## MATERIAL FOR THIS TASK
※ ※ ※

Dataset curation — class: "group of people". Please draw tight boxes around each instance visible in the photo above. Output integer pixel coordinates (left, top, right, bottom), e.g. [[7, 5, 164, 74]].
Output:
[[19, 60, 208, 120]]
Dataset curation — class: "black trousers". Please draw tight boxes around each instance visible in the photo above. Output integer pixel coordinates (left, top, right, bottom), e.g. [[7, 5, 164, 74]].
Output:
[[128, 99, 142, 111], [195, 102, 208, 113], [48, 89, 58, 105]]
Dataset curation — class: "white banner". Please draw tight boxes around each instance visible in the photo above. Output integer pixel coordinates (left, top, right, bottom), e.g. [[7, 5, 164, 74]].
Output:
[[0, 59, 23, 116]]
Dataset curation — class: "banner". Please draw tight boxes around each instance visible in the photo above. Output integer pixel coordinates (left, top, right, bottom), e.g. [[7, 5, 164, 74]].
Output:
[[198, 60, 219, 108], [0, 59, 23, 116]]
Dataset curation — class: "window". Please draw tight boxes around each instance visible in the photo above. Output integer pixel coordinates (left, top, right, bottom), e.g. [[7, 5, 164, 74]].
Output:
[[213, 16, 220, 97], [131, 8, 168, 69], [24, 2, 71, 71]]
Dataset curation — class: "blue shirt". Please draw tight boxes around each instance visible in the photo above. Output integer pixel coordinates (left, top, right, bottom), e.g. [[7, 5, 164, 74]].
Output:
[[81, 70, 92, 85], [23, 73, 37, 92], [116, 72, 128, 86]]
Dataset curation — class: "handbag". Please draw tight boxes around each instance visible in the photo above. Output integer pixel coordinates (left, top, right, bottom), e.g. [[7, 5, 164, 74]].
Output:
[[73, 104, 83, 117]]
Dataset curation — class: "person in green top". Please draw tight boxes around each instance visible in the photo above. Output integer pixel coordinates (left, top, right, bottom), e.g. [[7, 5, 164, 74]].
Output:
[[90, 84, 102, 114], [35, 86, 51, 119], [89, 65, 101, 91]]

※ ※ ※

## EXERCISE DETAILS
Please rewrite all of the records above, replacing "Dataset curation" with "Data labeling" and leaving everything else the same.

## RESPONSE
Data labeling — class: "group of people". Please draw tight boxes around each instance visible in the photo above. Output integer pixel coordinates (left, top, right, bottom), e.g. [[7, 5, 164, 74]].
Output:
[[19, 60, 208, 120]]
Data labeling — class: "black trousers". Please draw tight boxes around each instance visible in the photo above. Output integer pixel coordinates (left, top, right, bottom), e.g. [[7, 5, 164, 74]].
Output:
[[128, 99, 142, 111], [195, 102, 208, 113], [48, 89, 58, 105]]
Data labeling — class: "white banner". Please draw tight boxes around each instance visible in the photo above. Output integer pixel coordinates (left, top, right, bottom), e.g. [[7, 5, 164, 74]].
Output:
[[0, 59, 23, 116]]
Data labeling — class: "banner". Please draw tight boxes around each instance visible in the photo above. Output integer pixel coordinates (left, top, right, bottom), e.g. [[7, 5, 164, 74]].
Output:
[[198, 60, 219, 108], [0, 59, 23, 116]]
Data labeling — class: "window". Please draw tight boxes around each instance visible in the photo above. Output integer pixel coordinates (left, top, right, bottom), e.g. [[7, 5, 164, 74]].
Output:
[[213, 16, 220, 97], [131, 8, 168, 69], [24, 2, 71, 71]]
Data labeling — class: "blue shirt". Please draw tight boxes around each instance visible in the photo above. Output integer pixel coordinates (left, top, right, bottom), e.g. [[7, 5, 164, 74]].
Output:
[[81, 70, 92, 85], [23, 73, 37, 92], [116, 72, 128, 86]]
Data labeling — class: "handbag". Please draw tight boxes around each instance visible in the photo above. Output integer pixel coordinates (left, top, right, bottom), e.g. [[7, 5, 164, 74]].
Output:
[[73, 104, 83, 117]]
Data labeling — class: "person in green top". Please draw tight boxes around each instance visible in the photo above. Output integer pixel coordinates (left, top, right, bottom), e.g. [[7, 5, 164, 74]].
Output:
[[90, 84, 102, 114], [35, 86, 51, 119], [89, 65, 101, 91]]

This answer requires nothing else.